_SUPPLIED PASSAGE_
■ ■ ■ ■ ■ ■ ■
General Motors used Autodesk Generative Design tool to reduce rear seat bracket weight by 40% and increase strength by 20%.
2. Chassis Configuration
Electric vehicles do not use an engine to drive and instead use electric motors. Hence the transmission and battery pack has to be placed and optimized to accommodate in as much smaller space as possible to make the vehicle light weight. So the chassis configurations have to be decided by using small-scale prototypes. 3D printing techniques like FDM can be used to quickly print scale models and assess the possibilities.
3. Fire Safe and Electricity Safe Enclosures
Batteries need to be protected against heat and fire, and as batteries themselves generate heat during discharge cycle, the enclosure has to dissipate that heat properly. So enclosures that are well ventilated with vent holes need to be manufactured. Such complex designs can easily be made with 3D Printing. Flame resistant and flame retardant materials like ULTEM 9085 are available for 3D printing.
Production Stage
1. Tooling for Metal parts
Parts like the steering knuckles, suspension mounting brackets, electric motor housings are typically produced with metal casting/forging/machining process. They are later CNC machined with specialized tools for surface finish and drilling fastening holes. Specialized cutting tools are required to reduce the number of tool passes and operations needed to get the geometry. For example, center drilling and chamfering can be combined with a special tool that does both at the same time. Such special tool bases can be produced with metal 3D printing and then cutting tool inserts made of carbide or cubic boron nitride can be fixed onto them.
Metal 3D Printed Cutting tool produced by Kennametal for machining electric vehicle motor housing.
2. Tooling for Sheet Metal Parts
Mass production of sheet metal parts would require stamping die tools. Conventionally the shape of the stamping dies is machined on 5-axis machining centers to make metal dies that last several thousand cycles. But for experimental purposes and form validation, FDM 3D printed tools made of ULTEM 9085 can be used that have proven to withstand pressures up to 70 MPa and can last 300 pressing cycles.
■ ■ ■ ■ ■ ■ ■
_EXERCISE TASK 1_
In the passage above on 3D printing for electric vehicles, which parts are named as typically made by metal casting, forging, or machining? List each one.
_EXERCISE TASK 2_
According to the passage above on 3D printing for electric vehicles, how many pressing cycles can FDM 3D printed tools made of ULTEM 9085 last?
_EXERCISE TASK 3_
Pick up the passage on 3D printing in electric vehicle manufacturing after its final sentence and keep writing.
■ ■ ■ ■ ■ ■ ■
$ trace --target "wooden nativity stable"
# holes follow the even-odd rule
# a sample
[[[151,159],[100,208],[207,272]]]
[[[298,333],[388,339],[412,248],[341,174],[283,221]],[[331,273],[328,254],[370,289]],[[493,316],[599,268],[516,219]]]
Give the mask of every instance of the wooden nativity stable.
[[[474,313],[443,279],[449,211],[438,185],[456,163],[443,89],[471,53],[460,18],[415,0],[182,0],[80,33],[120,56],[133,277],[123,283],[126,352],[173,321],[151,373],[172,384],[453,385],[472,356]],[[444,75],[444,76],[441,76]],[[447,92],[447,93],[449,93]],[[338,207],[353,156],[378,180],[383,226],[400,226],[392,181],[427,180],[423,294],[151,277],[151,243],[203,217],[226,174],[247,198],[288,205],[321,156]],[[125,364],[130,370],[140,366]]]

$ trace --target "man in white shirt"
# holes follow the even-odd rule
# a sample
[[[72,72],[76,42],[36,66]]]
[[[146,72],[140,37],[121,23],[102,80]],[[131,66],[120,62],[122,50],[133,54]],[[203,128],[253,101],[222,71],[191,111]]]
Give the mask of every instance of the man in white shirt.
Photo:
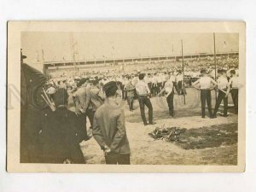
■ ■ ■ ■ ■ ■ ■
_FINAL ANSWER 1_
- Steering knuckles
- Suspension mounting brackets
- Electric motor housings

_FINAL ANSWER 2_
They can last 300 pressing cycles.

_FINAL ANSWER 3_
3. Tooling for Die Casting
Metal parts that are produced with pressure die casting would need metal dies that have complex geometries that have cooling channels. Such intricate geometries are achieved with inserts. Recently companies are exploring ways to 3D print the dies to achieve conformal cooling channels that reduce the cooling cycle times.
4. Tooling for Plastic Parts
Several interior parts of automobiles are made of plastic such as dashboards, instrument panel covers, brake handles etc. that are injection molded. Design, development and machining of complex injection mold tools takes several months of time and also involves costs. So, companies are exploring ways to make 3D printed injection molds that require minimum machining. This also saves a lot of design and development cost.
5. Jigs and Fixtures
Assembling various components together require special work holding aids that make the process smoother and reduce assembly time. Jigs and fixtures ensure worker safety and minimize hand movements to increase accuracy. 3D printing is a great cost effective way to make jigs and fixtures. And not only the manual handling aspect, but several robots that handle the parts in the factory would also need grippers that do a specific set of jobs. If a new vehicle model is being developed, all subsequent production line handling needs modifications. It is possible to 3D print the robotic grippers that saves time and costs. There are some ESD materials available for 3D printing that prevent buildup of static electricity on its surface, thus preventing damage of electronic components during assembly.
Aftermarket Stage
The OEM supplier industry often survives based on orders received from other automobile companies. It is possible that at a certain stage the production of a specific part is discontinued. To ensure seamless aftermarket services, companies are planning to change the ecosystem by investing in 3D printing companies that can produce spare parts for them. Although 3D printing is a slow process that cannot meet the mass production volumes, companies can benefit from the flexibility, lower costs and faster delivery times offered by 3D printing methods in the years to come. With digital printing and smart inventory models, the cost of investing in 3d printer machines saves inventory and stock keeping costs.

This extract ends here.